**Text segment:**
====================
First, to insert a given detail tag within a narrative, we altered keyboard shortcuts in Microsoft Office 365 Word 2019Footnote 4 so that simple keystrokes would result in complete tags for detail types after the relevant to-be-scored clause (see Appendix 2 for complete instructions). That is, whenever a detail is identified, a tag would be inserted into the Word document via the tailored keyboard. For example, if the experimenter wanted to score a detail, such as “we were at the Cheesecake Factory”, as an internal place detail, they would insert a tag (in this case “Int_PL”) after the appropriate clause (see Fig. 2). We also created a keyboard cover using a keyboard skin protector cover to assist the scoring process (see Fig. 3 for a schematic).

Fig. 3
figure 3

Top: Legend for keyboard shortcuts for internal and external details and rating from the Autobiographical Interview protocol (Levine et al., 2002). Bottom: Example layout for a keyboard cover with keyboard shortcuts designated for each detail type. Stickers can be used to label the keyboard

Analysis

Finally, to automatically summate all the detail types, the scored transcripts were fed through a Python (2020) script and saved in a .csv file for subsequent analyses. This Python script is provided along with instructions for use (see Appendix 2). Briefly, this Python script uses the python-docx module (Canny, 2019) to read in the Microsoft Word document, based on the formatting indicated earlier (i.e., the template), and isolates the portions of the text associated with each transcribed and scored memory. The counts associated with each of the tags from the scoring procedure are then calculated, along with extracting the episodic richness rating value, and collated into a summary table. This procedure is then repeated for all available Word documents to generate a single summary table for all participants and all scored memories. We note that researchers differ in terms of whether they examine individual detail types or composite internal versus external scores. Moreover, depending on the goal of the study, the researcher may opt to control for verbal output by computing an internal-to-total ratio score (see Miloyan et al., 2019).
====================
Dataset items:

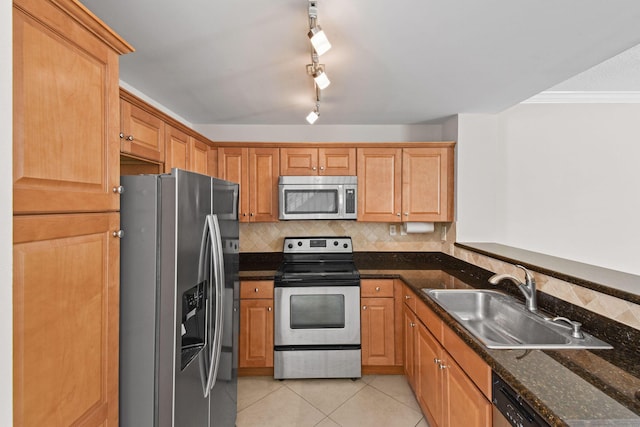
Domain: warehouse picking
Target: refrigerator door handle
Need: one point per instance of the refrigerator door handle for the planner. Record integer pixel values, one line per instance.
(205, 274)
(219, 281)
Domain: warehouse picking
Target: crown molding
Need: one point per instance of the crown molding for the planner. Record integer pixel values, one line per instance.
(585, 97)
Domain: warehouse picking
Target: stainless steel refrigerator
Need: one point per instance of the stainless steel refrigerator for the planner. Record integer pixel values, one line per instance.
(179, 306)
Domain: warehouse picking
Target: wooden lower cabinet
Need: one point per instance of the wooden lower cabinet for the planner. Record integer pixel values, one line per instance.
(445, 391)
(256, 326)
(65, 320)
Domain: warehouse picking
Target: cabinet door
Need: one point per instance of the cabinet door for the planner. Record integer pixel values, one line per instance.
(233, 165)
(410, 331)
(379, 184)
(177, 149)
(263, 184)
(198, 152)
(377, 331)
(65, 114)
(65, 321)
(299, 161)
(460, 392)
(427, 184)
(428, 376)
(256, 333)
(337, 161)
(142, 133)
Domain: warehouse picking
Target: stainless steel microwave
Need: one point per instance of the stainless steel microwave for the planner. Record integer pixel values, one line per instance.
(318, 197)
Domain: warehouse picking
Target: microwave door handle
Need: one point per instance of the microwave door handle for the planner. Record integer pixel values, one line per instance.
====================
**Work order 1:**
From the passage on scoring memory narratives, copy the words from "First, to insert" up to and including "for a schematic).".
**Work order 2:**
Answer these questions using the passage on scoring memory narratives:
(a) What tag is inserted after a clause scored as an internal place detail?
(b) Which module does the Python script use to read in the Word document?
(c) In what file format are the summed detail counts saved?
**Work order 3:**
Go on with the passage on scoring memory narratives, starting after its final sentence.

**Answer section 1:**
First, to insert a given detail tag within a narrative, we altered keyboard shortcuts in Microsoft Office 365 Word 2019Footnote 4 so that simple keystrokes would result in complete tags for detail types after the relevant to-be-scored clause (see Appendix 2 for complete instructions). That is, whenever a detail is identified, a tag would be inserted into the Word document via the tailored keyboard. For example, if the experimenter wanted to score a detail, such as “we were at the Cheesecake Factory”, as an internal place detail, they would insert a tag (in this case “Int_PL”) after the appropriate clause (see Fig. 2). We also created a keyboard cover using a keyboard skin protector cover to assist the scoring process (see Fig. 3 for a schematic).

**Answer section 2:**
(a) Int_PL
(b) python-docx
(c) A .csv file

**Answer section 3:**
To capture nuances of different applications of the AI, or other narrative methodologies, modifications to the template or code may be needed. Both the template and code are easily adaptable to such modifications. For example, the “tags” used for scoring can be easily adjusted in the code to tailor output towards the intended measure (for additional information, see https://github.com/cMadan/scoreAI; Madan, 2020).

We provide three practice memories and an accompanying output file for the reader to run through the code to ensure the Python script is being used correctly (see Appendix 2, Fig. 5). (We note that these practice memories are scored based on our interpretation of the Levine et al., 2002, protocol and the instructions provided by the Levine laboratory.) We encourage the reader to perform “spot checks” on a small subset of their actual data to ensure that the outputted Python results line up with manual counting.

Discussion

In the current paper we presented a novel, semi-automated, paperless transcribing and scoring procedure tailored to AM research, particularly research that employs the AI protocol (Levine et al., 2002). For transcribing, we presented two ways of applying automatic transcription software (in this case, Dragon) to aid the transcribing process of participant interviews. Transcribing software does not replace human labor but accelerates it considerably. We also provided some recommendations for editing transcriptions to ensure consistency across narratives.

We then introduced an electronic scoring procedure for AM details that incorporates basic keyboard shortcuts in Microsoft Word to facilitate the standard Levine et al., 2002 scoring procedure. We also introduced a simple Python script (scoreAI) written by our group that performs automated detail counting and generates a user-friendly output file. The data in the output can then be easily analyzed with a variety of statistical procedures.

Although these procedures do not eliminate the time commitment and human labor required for AM narrative studies, they extricate and reduce error, making this methodology more accessible for future research.